**What to work on**
The reply should contain every entry exactly as given, with no pictures in it.

-- -- --

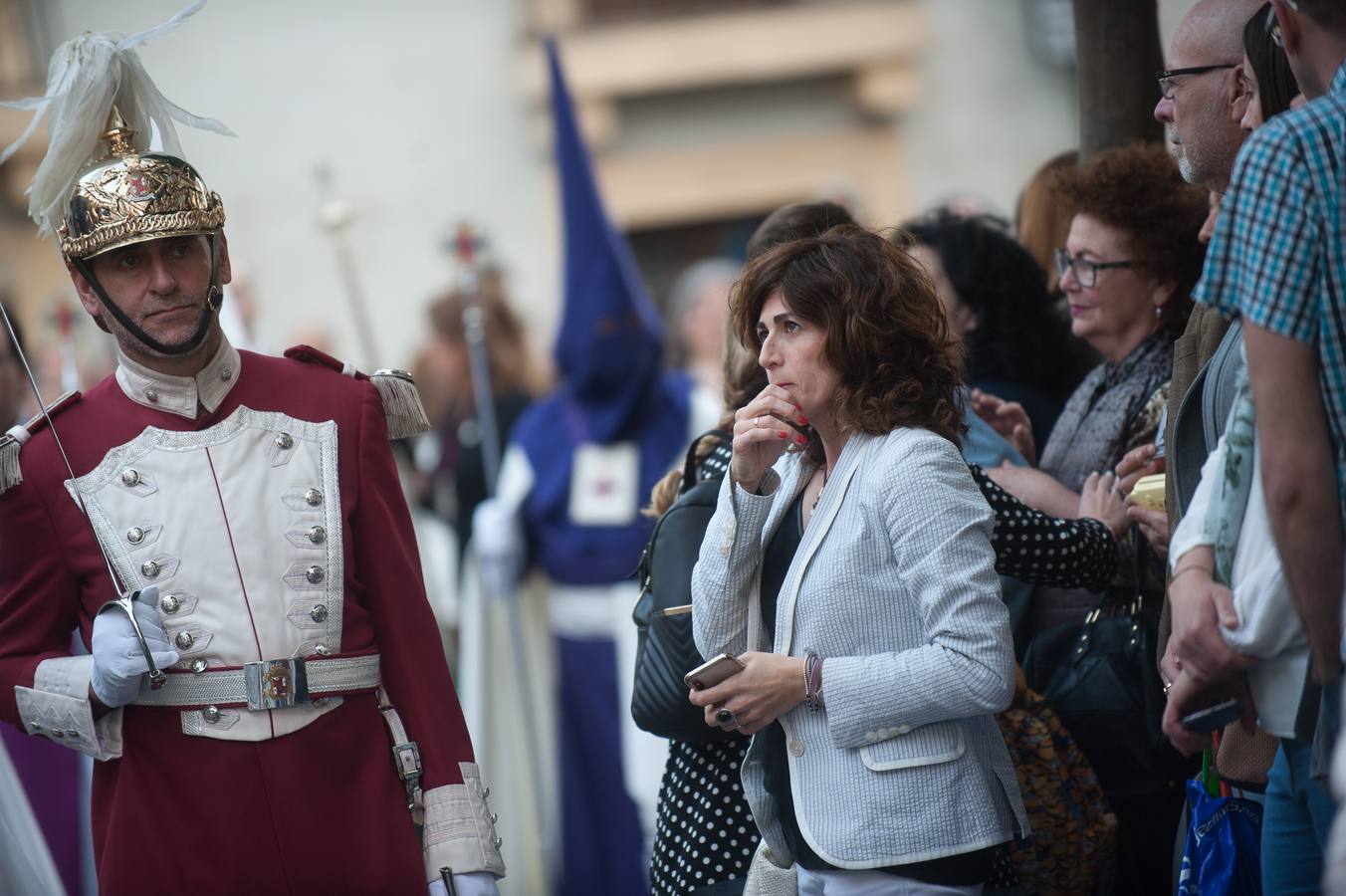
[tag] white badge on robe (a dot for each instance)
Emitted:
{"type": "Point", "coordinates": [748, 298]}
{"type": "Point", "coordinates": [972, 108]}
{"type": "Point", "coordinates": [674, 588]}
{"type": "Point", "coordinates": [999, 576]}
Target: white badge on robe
{"type": "Point", "coordinates": [604, 481]}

-- -- --

**Response to this task**
[tag] white badge on robe (a dot for each instance)
Emitted:
{"type": "Point", "coordinates": [748, 298]}
{"type": "Point", "coordinates": [972, 108]}
{"type": "Point", "coordinates": [674, 588]}
{"type": "Point", "coordinates": [999, 576]}
Target: white badge on robe
{"type": "Point", "coordinates": [604, 481]}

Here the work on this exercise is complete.